■ Directive
Starting at the line that contains "Where can the arrow", print every remaining line of the entries, unchanged, and output nothing more.

[Position annotation records]
☆ ☆ ☆

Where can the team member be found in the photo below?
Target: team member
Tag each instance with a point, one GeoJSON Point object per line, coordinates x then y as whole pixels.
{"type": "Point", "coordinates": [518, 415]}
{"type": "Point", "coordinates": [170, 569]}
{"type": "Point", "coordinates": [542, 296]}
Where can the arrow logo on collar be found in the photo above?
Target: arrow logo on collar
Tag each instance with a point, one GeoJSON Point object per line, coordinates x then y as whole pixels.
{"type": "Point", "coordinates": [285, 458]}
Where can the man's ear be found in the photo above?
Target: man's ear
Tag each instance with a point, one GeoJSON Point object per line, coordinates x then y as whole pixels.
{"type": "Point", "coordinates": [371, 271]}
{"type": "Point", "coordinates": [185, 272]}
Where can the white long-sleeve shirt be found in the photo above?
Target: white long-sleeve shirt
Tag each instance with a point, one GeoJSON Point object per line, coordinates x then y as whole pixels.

☆ ☆ ☆

■ Solution to the problem
Where can the arrow logo on collar be found in the photo above?
Target: arrow logo on collar
Tag each instance with a point, one GeoJSON Point object per line, coordinates x then y as whole pixels.
{"type": "Point", "coordinates": [285, 458]}
Where can the man's ear be found in the photo above?
Target: man's ear
Tag each instance with a point, one GeoJSON Point object per line, coordinates x then y as whole pixels.
{"type": "Point", "coordinates": [371, 271]}
{"type": "Point", "coordinates": [185, 272]}
Where can the white long-sleeve shirt be found in the photo above?
Target: white long-sleeve shirt
Tag each instance with a point, one GeoJSON Point object per line, coordinates x then y as whole pixels.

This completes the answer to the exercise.